TASK PROMPT: Copy the passage of the forum comments below starting at "2) People who" and ending at "Hegel than Bostrom.", with "Kant" substituted for "Hegel".

SELECTED EXTRACT:

Comment author: Sticky 31 March 2010 02:20:48PM 1 point [-]

Is there a difference between having no subjective experience and having one-millionth the subjective experience of a Tra'bilfin, which are advanced aliens with artificially augmented brains capable of a million times the processing of a current human?

Comment author: diegocaleiro 03 March 2010 06:52:01AM 11 points [-]

I disagree with a few points

1 ) Most people do not have enormous amount of time to read, so the question is always if one should NOT read something actual and read a classic instead.

2) People who Do have lots of time end up reading Both actual and classic material, which is probably why you find those who read the classics superior, it's just they are more into it.

3) Academics advise towards reading the classics among other reasons because they have been advised the same way, and chosen the same way, so Choice supportive bias plays a role there.

4) In addition, they prefer that their students read something they are already familiar with than something they themselves will have to become acquainted with in order to judge. It's easier to judge Hegel than Bostrom.

5) Very motivated people tend to lose motivation when not allowed to have their own ideas, and with time become meme-copies of classic people, in part this happens because they are obligated to read Plato, Aristotle, etc... and end up losing faith in the intellectual world. High young achievers such as Feynman, Eliezer, Russell, Kripke, Wittgenstein and others take deep pride in having been outsiders in their studying methods.

5) To Dodge the Nearest Mistakes: We are all mistakers, trying to fit the map more and more to the territory. If I read Plato, I'll be reading an old scrapped map made with coal in a rush by someone with alzheimer. If I read Feynman, I'm using satellite technology to provide a three dimensional visualization that scales up to centimeter range.

Comment author: Sticky 08 March 2010 10:54:07PM 4 points [-]

Your usage of "actual" appears to be based on a false cognate.

DATA EXTRACT:
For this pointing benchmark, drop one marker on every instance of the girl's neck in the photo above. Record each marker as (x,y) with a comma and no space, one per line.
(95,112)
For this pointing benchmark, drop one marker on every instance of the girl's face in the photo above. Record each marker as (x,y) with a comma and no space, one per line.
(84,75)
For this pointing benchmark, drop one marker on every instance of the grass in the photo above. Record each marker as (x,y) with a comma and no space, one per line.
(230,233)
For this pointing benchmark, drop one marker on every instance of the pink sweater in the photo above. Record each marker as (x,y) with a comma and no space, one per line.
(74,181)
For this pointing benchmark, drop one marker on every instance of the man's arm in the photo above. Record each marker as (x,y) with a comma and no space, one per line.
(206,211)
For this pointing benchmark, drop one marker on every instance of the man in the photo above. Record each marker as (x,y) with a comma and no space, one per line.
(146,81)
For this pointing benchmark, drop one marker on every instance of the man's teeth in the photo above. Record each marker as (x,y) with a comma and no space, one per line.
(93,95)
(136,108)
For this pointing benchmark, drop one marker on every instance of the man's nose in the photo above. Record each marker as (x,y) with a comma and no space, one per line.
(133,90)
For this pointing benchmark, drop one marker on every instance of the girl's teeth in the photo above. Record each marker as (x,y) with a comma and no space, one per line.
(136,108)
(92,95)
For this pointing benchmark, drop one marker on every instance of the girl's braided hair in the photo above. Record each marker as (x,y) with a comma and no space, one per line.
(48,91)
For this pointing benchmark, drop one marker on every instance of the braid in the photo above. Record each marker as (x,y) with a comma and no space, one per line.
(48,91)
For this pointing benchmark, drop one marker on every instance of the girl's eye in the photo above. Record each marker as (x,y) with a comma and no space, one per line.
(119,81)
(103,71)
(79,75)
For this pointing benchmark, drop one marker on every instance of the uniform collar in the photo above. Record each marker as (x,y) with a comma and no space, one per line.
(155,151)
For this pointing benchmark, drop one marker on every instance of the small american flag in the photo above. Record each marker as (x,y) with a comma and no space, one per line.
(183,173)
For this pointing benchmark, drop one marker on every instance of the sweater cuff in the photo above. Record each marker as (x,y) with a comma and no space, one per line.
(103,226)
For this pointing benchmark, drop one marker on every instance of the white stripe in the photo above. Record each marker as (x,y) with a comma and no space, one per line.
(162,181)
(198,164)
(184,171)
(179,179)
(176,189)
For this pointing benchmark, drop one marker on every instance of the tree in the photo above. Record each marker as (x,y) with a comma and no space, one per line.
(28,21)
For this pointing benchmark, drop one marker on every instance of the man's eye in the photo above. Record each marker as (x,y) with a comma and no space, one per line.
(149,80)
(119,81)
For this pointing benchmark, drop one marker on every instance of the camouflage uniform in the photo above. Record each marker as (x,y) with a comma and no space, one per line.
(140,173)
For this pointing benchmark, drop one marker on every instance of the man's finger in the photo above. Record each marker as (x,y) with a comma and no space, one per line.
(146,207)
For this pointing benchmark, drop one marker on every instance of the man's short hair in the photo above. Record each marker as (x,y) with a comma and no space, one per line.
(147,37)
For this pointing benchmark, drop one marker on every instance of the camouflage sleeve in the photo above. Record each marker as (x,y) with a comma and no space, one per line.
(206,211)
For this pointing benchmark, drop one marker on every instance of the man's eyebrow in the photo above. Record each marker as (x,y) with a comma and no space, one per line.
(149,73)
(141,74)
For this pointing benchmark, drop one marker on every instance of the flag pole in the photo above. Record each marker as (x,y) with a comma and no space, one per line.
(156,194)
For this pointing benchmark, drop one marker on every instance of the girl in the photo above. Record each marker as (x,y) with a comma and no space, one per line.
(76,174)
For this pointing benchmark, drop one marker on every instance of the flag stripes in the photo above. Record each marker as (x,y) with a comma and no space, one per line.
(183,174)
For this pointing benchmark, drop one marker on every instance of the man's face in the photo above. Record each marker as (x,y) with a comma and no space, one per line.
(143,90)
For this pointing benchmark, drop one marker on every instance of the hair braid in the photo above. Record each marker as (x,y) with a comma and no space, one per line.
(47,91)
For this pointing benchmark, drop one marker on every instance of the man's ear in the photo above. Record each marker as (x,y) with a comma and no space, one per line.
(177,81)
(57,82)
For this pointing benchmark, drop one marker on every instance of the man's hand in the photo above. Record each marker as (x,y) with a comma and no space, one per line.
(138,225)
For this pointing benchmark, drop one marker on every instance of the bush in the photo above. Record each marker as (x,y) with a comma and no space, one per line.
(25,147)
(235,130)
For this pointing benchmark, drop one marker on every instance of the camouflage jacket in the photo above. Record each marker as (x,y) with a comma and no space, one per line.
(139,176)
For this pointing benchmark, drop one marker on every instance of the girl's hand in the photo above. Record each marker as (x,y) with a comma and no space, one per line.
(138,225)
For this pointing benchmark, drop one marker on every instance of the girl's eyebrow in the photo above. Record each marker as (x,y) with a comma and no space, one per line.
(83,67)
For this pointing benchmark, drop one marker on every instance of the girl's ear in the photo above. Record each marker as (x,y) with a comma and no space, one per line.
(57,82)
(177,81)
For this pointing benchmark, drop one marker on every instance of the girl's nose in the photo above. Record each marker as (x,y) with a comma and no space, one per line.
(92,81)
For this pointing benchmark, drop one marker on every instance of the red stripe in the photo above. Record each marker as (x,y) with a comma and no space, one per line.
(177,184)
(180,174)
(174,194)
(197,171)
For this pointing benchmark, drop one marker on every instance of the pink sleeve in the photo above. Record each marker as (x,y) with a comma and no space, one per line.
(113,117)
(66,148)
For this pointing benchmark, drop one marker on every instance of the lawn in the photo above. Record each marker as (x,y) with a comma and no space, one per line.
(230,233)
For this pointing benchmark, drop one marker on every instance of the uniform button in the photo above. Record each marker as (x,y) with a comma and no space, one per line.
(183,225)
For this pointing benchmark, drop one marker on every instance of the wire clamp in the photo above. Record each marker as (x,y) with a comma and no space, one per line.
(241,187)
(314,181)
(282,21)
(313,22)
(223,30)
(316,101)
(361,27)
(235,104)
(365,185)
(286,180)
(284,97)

RESPONSE FOR THIS EXERCISE:
2) People who Do have lots of time end up reading Both actual and classic material, which is probably why you find those who read the classics superior, it's just they are more into it.

3) Academics advise towards reading the classics among other reasons because they have been advised the same way, and chosen the same way, so Choice supportive bias plays a role there.

4) In addition, they prefer that their students read something they are already familiar with than something they themselves will have to become acquainted with in order to judge. It's easier to judge Kant than Bostrom.